(Image-backed grounding data)
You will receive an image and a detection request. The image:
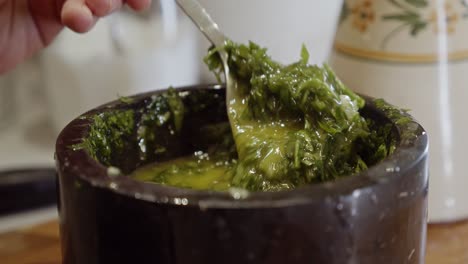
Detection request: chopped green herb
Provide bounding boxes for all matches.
[118,95,134,104]
[75,109,135,166]
[374,98,411,125]
[137,88,185,160]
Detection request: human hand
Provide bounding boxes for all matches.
[0,0,151,74]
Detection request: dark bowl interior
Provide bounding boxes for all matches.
[56,84,428,264]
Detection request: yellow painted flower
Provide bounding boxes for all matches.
[429,1,459,34]
[351,0,376,32]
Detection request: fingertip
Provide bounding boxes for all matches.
[62,1,97,33]
[86,0,121,17]
[127,0,151,11]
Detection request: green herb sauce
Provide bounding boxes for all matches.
[132,152,234,191]
[129,41,397,191]
[77,41,403,192]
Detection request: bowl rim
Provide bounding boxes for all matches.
[55,84,428,209]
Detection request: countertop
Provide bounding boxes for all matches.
[1,220,467,264]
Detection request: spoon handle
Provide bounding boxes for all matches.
[175,0,227,47]
[175,0,235,129]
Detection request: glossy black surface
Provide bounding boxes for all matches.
[0,168,57,215]
[56,85,429,264]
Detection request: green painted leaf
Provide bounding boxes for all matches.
[410,22,427,36]
[405,0,428,8]
[382,12,420,23]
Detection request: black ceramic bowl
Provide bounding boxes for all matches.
[56,85,428,264]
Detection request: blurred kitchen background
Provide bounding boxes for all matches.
[0,0,342,232]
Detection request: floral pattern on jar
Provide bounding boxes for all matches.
[335,0,468,62]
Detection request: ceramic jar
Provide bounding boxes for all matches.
[329,0,468,223]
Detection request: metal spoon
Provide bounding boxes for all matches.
[175,0,235,112]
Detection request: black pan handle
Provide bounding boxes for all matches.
[0,168,57,216]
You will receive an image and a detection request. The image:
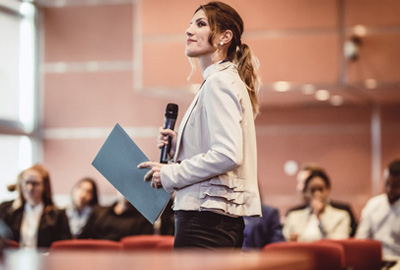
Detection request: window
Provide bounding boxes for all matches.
[0,0,38,202]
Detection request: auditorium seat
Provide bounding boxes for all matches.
[263,241,345,270]
[5,239,19,249]
[50,239,122,251]
[120,235,174,250]
[320,239,383,270]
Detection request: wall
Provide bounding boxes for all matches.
[40,0,400,220]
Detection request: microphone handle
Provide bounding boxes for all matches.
[160,118,176,163]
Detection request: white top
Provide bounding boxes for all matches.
[66,205,92,237]
[20,203,44,248]
[160,61,261,217]
[356,194,400,260]
[283,204,351,242]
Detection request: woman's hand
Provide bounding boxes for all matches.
[158,127,177,159]
[310,198,325,218]
[137,161,164,188]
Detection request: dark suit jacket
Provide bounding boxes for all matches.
[0,200,13,220]
[82,202,154,241]
[243,204,285,249]
[286,200,358,237]
[3,204,72,247]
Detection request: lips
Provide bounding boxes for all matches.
[186,39,196,44]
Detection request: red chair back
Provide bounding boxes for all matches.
[5,240,19,249]
[50,239,122,251]
[120,235,174,250]
[263,241,345,270]
[321,239,383,270]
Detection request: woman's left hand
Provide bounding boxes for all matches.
[137,161,164,188]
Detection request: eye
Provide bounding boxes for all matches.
[197,20,207,27]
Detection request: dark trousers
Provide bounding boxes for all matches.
[173,210,244,249]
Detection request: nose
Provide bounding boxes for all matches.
[185,25,194,37]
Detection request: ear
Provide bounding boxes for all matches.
[219,30,233,46]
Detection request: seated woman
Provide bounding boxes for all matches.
[283,170,351,242]
[65,177,100,239]
[2,164,71,248]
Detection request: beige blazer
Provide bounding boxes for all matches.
[160,61,261,217]
[283,204,351,242]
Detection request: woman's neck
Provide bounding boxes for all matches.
[198,50,226,73]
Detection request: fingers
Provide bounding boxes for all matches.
[137,162,163,188]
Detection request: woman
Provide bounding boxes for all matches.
[283,170,351,242]
[138,1,261,248]
[65,177,100,239]
[2,164,71,248]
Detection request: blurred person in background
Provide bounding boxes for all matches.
[283,170,351,242]
[242,203,285,250]
[356,159,400,260]
[87,192,154,241]
[287,164,357,236]
[2,164,71,248]
[65,177,100,239]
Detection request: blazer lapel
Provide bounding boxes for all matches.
[173,88,202,161]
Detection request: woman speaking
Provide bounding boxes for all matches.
[138,1,262,249]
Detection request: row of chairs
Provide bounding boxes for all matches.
[6,235,175,251]
[6,237,390,270]
[263,239,385,270]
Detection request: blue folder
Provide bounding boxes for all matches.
[92,123,172,224]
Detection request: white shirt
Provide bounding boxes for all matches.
[356,194,400,260]
[66,205,92,237]
[20,202,44,248]
[283,204,351,242]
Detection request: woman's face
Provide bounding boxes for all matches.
[72,181,94,208]
[21,169,45,205]
[185,9,215,58]
[304,176,330,203]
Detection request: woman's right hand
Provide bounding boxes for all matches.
[157,127,177,158]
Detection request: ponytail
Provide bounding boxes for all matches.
[235,43,261,117]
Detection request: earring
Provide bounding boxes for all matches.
[219,41,223,46]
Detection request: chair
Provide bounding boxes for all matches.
[263,241,345,270]
[50,239,122,251]
[320,239,383,270]
[120,235,174,250]
[4,239,19,249]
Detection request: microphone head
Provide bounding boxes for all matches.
[165,103,178,119]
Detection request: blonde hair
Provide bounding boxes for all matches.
[195,1,261,117]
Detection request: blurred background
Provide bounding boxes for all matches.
[1,0,399,221]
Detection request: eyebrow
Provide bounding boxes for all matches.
[190,17,207,24]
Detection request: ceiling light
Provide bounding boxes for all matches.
[273,81,291,92]
[353,25,367,37]
[364,79,377,90]
[329,95,344,106]
[315,89,330,101]
[301,84,316,95]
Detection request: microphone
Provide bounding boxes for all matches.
[160,103,178,163]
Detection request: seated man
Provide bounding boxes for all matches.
[242,203,285,249]
[287,164,357,236]
[356,159,400,260]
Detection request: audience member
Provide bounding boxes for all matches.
[0,176,20,220]
[356,159,400,260]
[2,164,71,248]
[87,192,154,241]
[242,203,285,249]
[287,164,357,236]
[65,177,100,239]
[283,170,351,242]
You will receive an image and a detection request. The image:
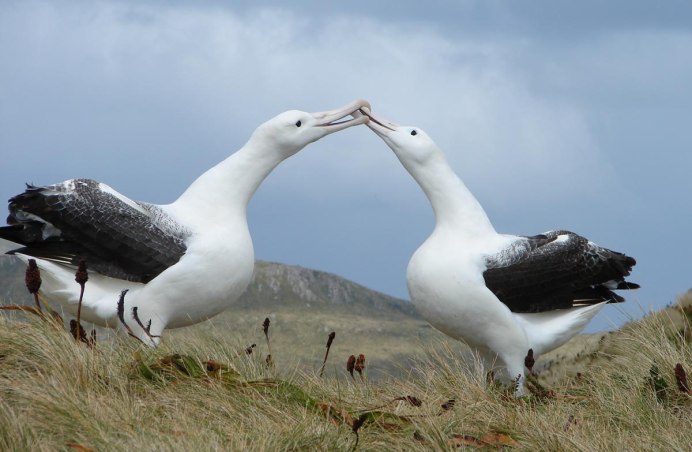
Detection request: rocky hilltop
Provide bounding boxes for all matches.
[239,261,417,318]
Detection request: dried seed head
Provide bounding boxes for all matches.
[70,319,84,341]
[347,355,356,377]
[398,396,422,407]
[206,360,223,372]
[245,344,256,355]
[675,363,689,394]
[352,413,368,433]
[563,415,577,432]
[441,399,456,411]
[326,331,336,348]
[319,332,336,377]
[75,260,88,286]
[355,354,366,375]
[524,348,535,374]
[262,317,270,336]
[25,259,41,294]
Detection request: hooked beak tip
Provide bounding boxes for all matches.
[358,108,397,131]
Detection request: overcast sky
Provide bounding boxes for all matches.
[1,0,691,331]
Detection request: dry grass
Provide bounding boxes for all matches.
[0,293,690,450]
[165,306,457,381]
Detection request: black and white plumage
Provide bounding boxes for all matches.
[359,108,637,396]
[5,179,188,283]
[1,99,371,345]
[483,230,638,313]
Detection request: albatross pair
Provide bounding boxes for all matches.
[1,101,637,396]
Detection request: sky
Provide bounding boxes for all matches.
[1,0,691,331]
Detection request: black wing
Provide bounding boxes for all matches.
[483,230,638,313]
[1,179,188,283]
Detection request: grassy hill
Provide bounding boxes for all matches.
[0,256,451,380]
[1,255,690,449]
[0,292,689,450]
[537,291,692,384]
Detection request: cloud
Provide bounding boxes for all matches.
[0,1,607,210]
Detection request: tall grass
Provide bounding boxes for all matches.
[0,294,689,451]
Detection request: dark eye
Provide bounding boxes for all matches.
[295,120,302,127]
[410,130,417,136]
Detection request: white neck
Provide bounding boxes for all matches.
[398,150,497,238]
[169,140,287,228]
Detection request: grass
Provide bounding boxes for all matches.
[166,305,456,381]
[0,293,689,450]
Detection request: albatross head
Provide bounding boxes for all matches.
[354,108,439,165]
[251,99,371,157]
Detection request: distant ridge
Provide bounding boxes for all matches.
[0,255,417,320]
[240,261,417,318]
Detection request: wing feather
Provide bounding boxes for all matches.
[483,230,637,313]
[2,179,189,283]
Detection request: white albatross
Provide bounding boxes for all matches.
[0,99,371,346]
[357,108,638,396]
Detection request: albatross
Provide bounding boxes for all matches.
[357,108,637,396]
[0,99,370,346]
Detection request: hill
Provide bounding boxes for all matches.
[536,290,692,384]
[0,255,418,318]
[3,254,689,381]
[0,289,688,450]
[1,256,416,317]
[0,255,447,379]
[238,261,417,317]
[1,254,691,449]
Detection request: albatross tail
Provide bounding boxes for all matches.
[514,302,607,355]
[12,253,140,327]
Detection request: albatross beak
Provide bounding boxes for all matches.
[311,99,371,132]
[352,107,398,136]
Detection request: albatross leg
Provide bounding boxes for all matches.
[116,290,164,347]
[490,343,528,397]
[465,289,531,397]
[477,346,526,397]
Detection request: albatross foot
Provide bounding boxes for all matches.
[115,290,160,347]
[132,306,161,346]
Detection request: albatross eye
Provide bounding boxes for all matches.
[295,120,302,127]
[410,130,418,136]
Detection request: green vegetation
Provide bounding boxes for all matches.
[0,291,689,450]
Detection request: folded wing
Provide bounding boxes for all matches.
[1,179,189,283]
[483,230,638,313]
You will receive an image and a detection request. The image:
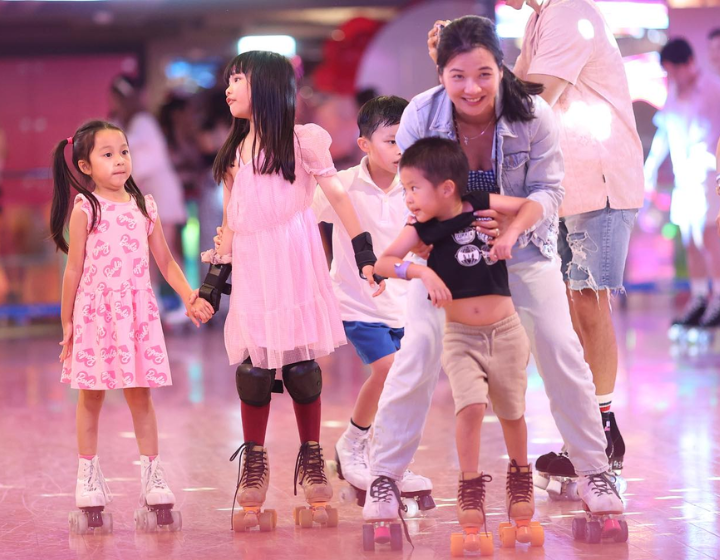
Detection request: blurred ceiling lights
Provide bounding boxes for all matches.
[238,35,297,57]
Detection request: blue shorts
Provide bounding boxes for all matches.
[558,201,638,292]
[343,321,404,365]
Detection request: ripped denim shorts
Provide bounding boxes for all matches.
[558,200,638,292]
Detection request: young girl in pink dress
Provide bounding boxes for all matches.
[200,51,383,530]
[50,120,213,534]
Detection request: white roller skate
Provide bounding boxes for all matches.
[362,476,410,552]
[332,424,371,507]
[573,471,627,544]
[230,443,276,532]
[69,456,113,535]
[399,470,435,517]
[293,441,338,528]
[134,455,182,532]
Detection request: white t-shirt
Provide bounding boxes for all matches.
[311,157,408,328]
[126,112,187,225]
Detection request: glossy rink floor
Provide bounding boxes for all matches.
[1,293,720,560]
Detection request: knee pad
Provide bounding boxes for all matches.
[236,360,276,406]
[281,360,322,404]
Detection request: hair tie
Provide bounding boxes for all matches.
[66,136,73,145]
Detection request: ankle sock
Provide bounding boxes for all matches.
[350,418,370,431]
[78,454,96,461]
[597,393,613,413]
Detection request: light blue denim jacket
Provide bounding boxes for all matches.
[396,84,564,260]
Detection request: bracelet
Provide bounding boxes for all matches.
[394,261,412,280]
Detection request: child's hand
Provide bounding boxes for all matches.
[59,321,73,362]
[489,230,520,261]
[362,265,386,297]
[213,226,223,250]
[420,269,452,308]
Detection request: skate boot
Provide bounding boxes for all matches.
[399,469,435,517]
[603,411,626,490]
[69,456,113,534]
[134,455,182,532]
[697,296,720,345]
[229,442,276,532]
[362,476,409,551]
[533,451,579,500]
[450,473,494,557]
[573,471,627,544]
[332,424,371,507]
[499,461,544,549]
[293,441,338,528]
[669,295,706,342]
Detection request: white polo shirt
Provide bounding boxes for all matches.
[312,157,408,329]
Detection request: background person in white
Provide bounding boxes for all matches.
[645,39,720,331]
[312,96,430,498]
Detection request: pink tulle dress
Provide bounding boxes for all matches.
[223,124,346,369]
[61,193,171,390]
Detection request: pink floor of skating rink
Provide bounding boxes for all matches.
[1,292,719,560]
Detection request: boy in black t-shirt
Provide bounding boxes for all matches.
[375,137,544,542]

Description of the task>
Each line above that contains the string "background" should be identified and copied.

Written solution>
Detection request: blurred kitchen background
Detection request: blurred person in background
Detection request: blurred background
Detection request: background person in white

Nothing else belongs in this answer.